━━━━━ TESTO FORNITO

Onorio I
Nativo della Campania, proveniva certamente dagli strati più elevati della società locale, essendo figlio del "consul" Petronio. Non se ne hanno notizie prima dell'ascesa al soglio pontificio, che avvenne il 27 ottobre del 625, appena due giorni dopo l'inumazione del suo predecessore Bonifacio V. La rapidità con cui giunse la conferma imperiale fa ritenere che, per la prima volta, essa dovette essere assicurata dall'esarca Isacio, in quel momento a Roma.
Non si sa molto dell'attività di O. nel corso dei primi anni di pontificato. Del resto, le scarse informazioni che si hanno al riguardo giungono per lo più da epistole, a lui attribuite, di tradizione manoscritta tarda e isolata. Alcune sopravvivono infatti solo in una raccolta di canoni approntata nel XII secolo da Ivo di Chartres, mentre altre furono incluse da Andrea Dandolo nella sua cronaca di Venezia, alla metà del XIV secolo. È probabile tuttavia che il nuovo pontefice si trovasse immediatamente coinvolto nelle vicende politiche e religiose dell'Italia settentrionale. In un momento in cui l'appartenenza religiosa era ancora considerata, nel mondo longobardo, carattere qualificante nella lotta per la legittimità regia, il re Adaloaldo, cattolico, doveva fronteggiare la rivolta guidata dal duca di Torino, l'ariano Arioaldo. O. prese le parti del sovrano, chiedendo anche l'aiuto dell'esarca ravennate per punire i vescovi padani che spingevano la popolazione a violare il giuramento di fedeltà al re e a schierarsi con il suo avversario. In seguito egli dovette comunque stabilire relazioni pacifiche con quest'ultimo, che era intanto riuscito a salire al trono e, pur senza convertirsi, aveva mostrato atteggiamenti benevoli nei confronti dei cattolici. Una manifestazione di questa concordia si può forse intravedere nella concorrenza di favori di cui pare avere goduto il monastero regio di Bobbio, nell'Appennino emiliano. Con una lettera del giugno del 628 - giunta in una copia posteriore al IX secolo sulla cui genuinità la critica non è unanime - O. avrebbe infatti dichiarato il cenobio immune dall'autorità vescovile.

━━━━━━━━━━
━━━━━ DATI FORNITI

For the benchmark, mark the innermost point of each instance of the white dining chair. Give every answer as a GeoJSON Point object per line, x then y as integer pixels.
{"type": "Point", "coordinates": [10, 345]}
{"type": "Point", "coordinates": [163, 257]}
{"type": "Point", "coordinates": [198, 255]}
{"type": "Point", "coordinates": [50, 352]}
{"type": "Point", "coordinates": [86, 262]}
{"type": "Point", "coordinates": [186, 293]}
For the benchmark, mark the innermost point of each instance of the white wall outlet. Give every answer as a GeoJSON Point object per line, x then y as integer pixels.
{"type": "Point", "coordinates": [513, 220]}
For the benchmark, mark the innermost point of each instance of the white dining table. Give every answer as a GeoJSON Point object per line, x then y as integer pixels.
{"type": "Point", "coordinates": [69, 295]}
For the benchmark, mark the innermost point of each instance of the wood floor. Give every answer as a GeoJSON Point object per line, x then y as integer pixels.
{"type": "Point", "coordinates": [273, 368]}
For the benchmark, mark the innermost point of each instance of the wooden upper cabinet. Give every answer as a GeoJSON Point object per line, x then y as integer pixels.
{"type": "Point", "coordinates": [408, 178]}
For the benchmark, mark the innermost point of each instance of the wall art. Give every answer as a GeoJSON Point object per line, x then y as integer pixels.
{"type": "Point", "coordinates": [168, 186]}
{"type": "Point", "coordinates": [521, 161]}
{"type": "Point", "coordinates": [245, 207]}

━━━━━━━━━━
━━━━━ DATI FORNITI

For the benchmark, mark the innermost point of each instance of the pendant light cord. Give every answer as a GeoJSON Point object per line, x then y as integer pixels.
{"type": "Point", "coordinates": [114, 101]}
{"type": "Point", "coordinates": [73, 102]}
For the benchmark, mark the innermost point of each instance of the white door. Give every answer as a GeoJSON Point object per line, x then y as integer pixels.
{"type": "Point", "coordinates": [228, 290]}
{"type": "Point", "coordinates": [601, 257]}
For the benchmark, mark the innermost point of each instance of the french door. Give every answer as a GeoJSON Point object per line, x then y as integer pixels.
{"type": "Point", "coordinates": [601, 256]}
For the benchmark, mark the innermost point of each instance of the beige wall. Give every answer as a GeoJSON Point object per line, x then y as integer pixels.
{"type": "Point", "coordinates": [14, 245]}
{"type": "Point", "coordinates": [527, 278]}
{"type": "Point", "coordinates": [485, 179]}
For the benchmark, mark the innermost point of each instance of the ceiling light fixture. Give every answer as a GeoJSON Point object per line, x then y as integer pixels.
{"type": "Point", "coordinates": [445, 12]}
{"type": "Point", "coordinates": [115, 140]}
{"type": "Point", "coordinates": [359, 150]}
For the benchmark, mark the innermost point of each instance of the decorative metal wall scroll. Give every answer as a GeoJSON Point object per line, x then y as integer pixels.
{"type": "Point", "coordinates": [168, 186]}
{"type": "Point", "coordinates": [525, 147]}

━━━━━━━━━━

**COMPITO ASSEGNATO A**
Nel testo su Onorio I, in quale data è indicata la sua ascesa al soglio pontificio?
**COMPITO ASSEGNATO B**
Prosegui il testo su Onorio I a partire dalla sua ultima frase.

**RISPOSTA AL COMPITO A**
Il 27 ottobre del 625.

**RISPOSTA AL COMPITO B**
Il pontefice ebbe inoltre modo di intervenire con efficacia nelle vicende della sede di Aquileia-Grado. Il metropolita Fortunato, tra il 627 e il 628, aveva aderito alle posizioni tricapitoline ed era riparato a Cormons, in territorio longobardo. O. privò il clero locale del diritto di eleggere il successore di Fortunato e, applicando le procedure solite per le terre di missione, inviò a Grado il suddiacono regionario romano Primigenio, già insignito del pallio. Certamente non fu O. a porre fine allo scisma dei Tre Capitoli, come dichiara la sua epigrafe funebre. Tuttavia è vero che proprio durante il suo pontificato - forse in virtù dei buoni rapporti che ebbe con Arioaldo e del fatto che questi, divenuto re, non mostrava di ritenere le questioni di fede un rilevante strumento di affermazione politica - le posizioni scismatiche si andarono estinguendo in gran parte dell'Italia longobarda.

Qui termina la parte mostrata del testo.